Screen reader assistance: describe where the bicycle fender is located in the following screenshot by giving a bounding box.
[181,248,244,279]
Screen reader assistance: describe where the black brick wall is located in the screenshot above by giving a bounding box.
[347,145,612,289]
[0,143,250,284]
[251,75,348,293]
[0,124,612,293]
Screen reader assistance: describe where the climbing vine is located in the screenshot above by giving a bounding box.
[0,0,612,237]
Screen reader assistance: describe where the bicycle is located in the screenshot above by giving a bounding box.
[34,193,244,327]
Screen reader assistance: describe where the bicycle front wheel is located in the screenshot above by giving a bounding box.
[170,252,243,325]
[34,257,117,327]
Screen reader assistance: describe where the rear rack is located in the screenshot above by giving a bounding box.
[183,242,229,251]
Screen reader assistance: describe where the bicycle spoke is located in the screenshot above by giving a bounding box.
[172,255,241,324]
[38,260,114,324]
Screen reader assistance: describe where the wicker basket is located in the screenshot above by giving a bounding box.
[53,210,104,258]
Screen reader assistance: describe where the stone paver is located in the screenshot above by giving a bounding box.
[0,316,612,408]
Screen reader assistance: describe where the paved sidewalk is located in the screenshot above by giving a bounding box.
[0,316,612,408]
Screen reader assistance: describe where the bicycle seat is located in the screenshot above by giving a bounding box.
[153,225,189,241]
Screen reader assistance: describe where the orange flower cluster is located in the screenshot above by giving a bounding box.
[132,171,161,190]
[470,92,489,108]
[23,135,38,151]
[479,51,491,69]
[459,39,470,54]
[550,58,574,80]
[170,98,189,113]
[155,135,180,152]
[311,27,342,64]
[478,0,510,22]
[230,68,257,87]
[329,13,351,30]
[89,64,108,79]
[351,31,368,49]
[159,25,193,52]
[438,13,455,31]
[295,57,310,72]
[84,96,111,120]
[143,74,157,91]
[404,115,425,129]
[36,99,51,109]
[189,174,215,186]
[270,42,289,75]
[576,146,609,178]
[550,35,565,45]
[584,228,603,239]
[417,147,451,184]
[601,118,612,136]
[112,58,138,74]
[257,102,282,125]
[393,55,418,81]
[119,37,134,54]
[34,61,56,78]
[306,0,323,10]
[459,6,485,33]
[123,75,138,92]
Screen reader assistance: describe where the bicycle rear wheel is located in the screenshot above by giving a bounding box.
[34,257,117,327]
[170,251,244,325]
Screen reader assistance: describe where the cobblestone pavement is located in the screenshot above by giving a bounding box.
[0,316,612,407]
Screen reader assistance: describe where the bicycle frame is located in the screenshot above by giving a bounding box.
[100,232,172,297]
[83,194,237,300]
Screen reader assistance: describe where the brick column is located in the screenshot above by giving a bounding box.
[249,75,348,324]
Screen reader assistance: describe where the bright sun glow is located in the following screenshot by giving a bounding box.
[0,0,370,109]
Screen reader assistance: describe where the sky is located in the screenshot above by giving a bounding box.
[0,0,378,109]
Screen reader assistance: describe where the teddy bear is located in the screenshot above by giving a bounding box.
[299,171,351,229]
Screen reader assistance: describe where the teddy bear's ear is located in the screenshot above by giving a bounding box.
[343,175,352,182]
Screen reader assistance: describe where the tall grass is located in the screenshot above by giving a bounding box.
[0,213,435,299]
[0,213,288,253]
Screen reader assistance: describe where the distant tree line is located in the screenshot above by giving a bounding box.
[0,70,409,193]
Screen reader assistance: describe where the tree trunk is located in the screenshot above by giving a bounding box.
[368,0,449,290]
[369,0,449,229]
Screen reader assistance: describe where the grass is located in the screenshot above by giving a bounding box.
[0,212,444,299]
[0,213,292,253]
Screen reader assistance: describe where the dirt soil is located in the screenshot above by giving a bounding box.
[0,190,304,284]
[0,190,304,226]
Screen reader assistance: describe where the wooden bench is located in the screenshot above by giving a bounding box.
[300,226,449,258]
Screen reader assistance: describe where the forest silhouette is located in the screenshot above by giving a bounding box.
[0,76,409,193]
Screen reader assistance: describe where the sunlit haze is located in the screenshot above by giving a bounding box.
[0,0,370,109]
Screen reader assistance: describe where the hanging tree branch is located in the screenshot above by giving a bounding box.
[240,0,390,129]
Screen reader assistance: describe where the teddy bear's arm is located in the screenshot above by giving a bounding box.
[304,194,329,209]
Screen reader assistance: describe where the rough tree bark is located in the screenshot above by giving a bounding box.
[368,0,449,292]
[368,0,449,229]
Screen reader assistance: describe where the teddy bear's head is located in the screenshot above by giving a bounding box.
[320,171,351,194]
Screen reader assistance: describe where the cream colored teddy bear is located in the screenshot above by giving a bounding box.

* **WHAT YOU HAVE TO DO**
Copy every one of the records above, word for word and character for character.

* **RESULT**
Screen reader assistance: describe where the bicycle fender is located in the following screenshot by giving a bounding box.
[181,248,244,279]
Screen reader assistance: describe where the black brick wall is located in the screenshot above by giving a bounding box.
[347,145,612,289]
[0,143,250,284]
[251,75,348,293]
[0,124,612,293]
Screen reader assistance: describe where the climbing vine is located in the screenshot above by giving a bounding box.
[0,0,612,237]
Screen reader assistance: describe where the bicycle is located in the screenshot above by giving a bounding box.
[34,193,244,327]
Screen reader assistance: describe where the bicycle front wheel is located in the screenshot above by giving a bounding box.
[170,252,243,325]
[34,257,117,327]
Screen reader assistance: describe where the rear rack is located in the screenshot above by giving a bounding box.
[183,242,229,251]
Screen reader assistance: describe where the bicycle spoke is located in the screenshot above by giving a bounding box.
[172,255,241,324]
[38,260,114,324]
Screen reader assistance: describe where the wicker basket is located in the screenshot above by giving a bounding box.
[53,210,104,258]
Screen reader assistance: describe where the stone paver is located in the screenshot above by giving a bounding box.
[0,316,612,408]
Screen reader assistance: describe where the paved sidewalk is located in the screenshot above by giving a bounding box.
[0,316,612,408]
Screen reader assistance: describe where the bicycle seat is located in the screenshot above by giving a bounding box.
[153,225,189,241]
Screen reader assistance: describe where the orange flower cluster is located in the screenshot above by giving a bounding box.
[132,171,161,190]
[470,92,489,108]
[23,135,38,151]
[479,51,491,69]
[459,39,470,54]
[550,58,574,80]
[170,98,189,113]
[155,135,180,152]
[311,27,342,64]
[478,0,510,22]
[230,68,257,87]
[329,13,351,30]
[89,64,108,79]
[351,31,368,49]
[159,25,193,52]
[438,13,455,31]
[295,57,310,72]
[84,96,111,120]
[143,74,157,91]
[404,115,425,129]
[36,99,51,109]
[189,174,215,186]
[270,42,289,75]
[576,146,609,178]
[550,35,565,45]
[584,228,603,239]
[417,147,451,184]
[601,118,612,136]
[112,58,138,74]
[257,102,282,125]
[393,55,418,81]
[119,37,134,54]
[34,61,56,78]
[306,0,323,10]
[459,6,485,33]
[123,75,138,92]
Screen reader assistance: describe where the bicycle rear wheel is located in the screenshot above by giving a bounding box.
[34,257,117,327]
[170,251,244,325]
Screen reader assistance: describe where the cobblestone pavement is located in the screenshot above by giving a bounding box.
[0,316,612,407]
Screen reader assistance: describe where the bicycle frame is located in the screenshot above by giving a bounding box.
[100,232,172,297]
[83,194,237,300]
Screen reader assistance: describe where the brick column is located in the screenshot above by giving a bounding box.
[249,75,348,324]
Screen reader assistance: describe where the bright sun glow is located in the following screenshot by giving a bounding box.
[0,0,370,109]
Screen reader assistance: describe where the sky is located in the screenshot above by giving a bounding box.
[0,0,378,109]
Screen reader assistance: describe where the teddy bear is located in the screenshot above by giving a bounding box.
[299,171,351,229]
Screen reader assistance: describe where the teddy bear's ear is located in the screenshot above by giving a bounding box.
[343,175,352,182]
Screen reader assistance: describe where the tall grass is located in the screenshot above by giving a bounding box.
[0,213,435,299]
[0,213,288,253]
Screen reader assistance: describe where the distant tree line is located in the screenshot above by giving a bounding box.
[0,70,409,193]
Screen reader assistance: describe where the tree trunk is located in the screenshot above by giving a bounding box.
[368,0,449,290]
[369,0,449,229]
Screen reader assistance: describe where the grass is located in the screenshot above by giving a bounding box.
[0,212,444,299]
[0,213,292,253]
Screen reader assistance: describe where the dirt soil is located in the screenshot above by giving a bounding box.
[0,190,304,284]
[0,190,304,226]
Screen reader assistance: describe where the wooden bench is located in the screenshot above by giving a bounding box.
[300,226,449,258]
Screen reader assistance: describe where the forest silhouette is located in the screenshot above by giving a bounding box.
[0,76,409,193]
Screen reader assistance: describe where the sunlit haze is located in the screenshot above by giving a bounding box.
[0,0,370,109]
Screen reader assistance: describe where the hanging tree branch is located in the screenshot above by giving a bounding box.
[240,0,390,129]
Screen reader assistance: describe where the teddy bear's arm is located in the screenshot above by giving a bounding box.
[304,194,329,209]
Screen reader assistance: describe where the rough tree bark is located in the screenshot above by giving a bounding box.
[368,0,449,292]
[368,0,449,229]
Screen reader assistance: describe where the teddy bear's head is located in the screenshot above by giving a bounding box.
[320,171,351,194]
Screen reader assistance: describe where the cream colored teddy bear is located in the screenshot above by giving a bounding box.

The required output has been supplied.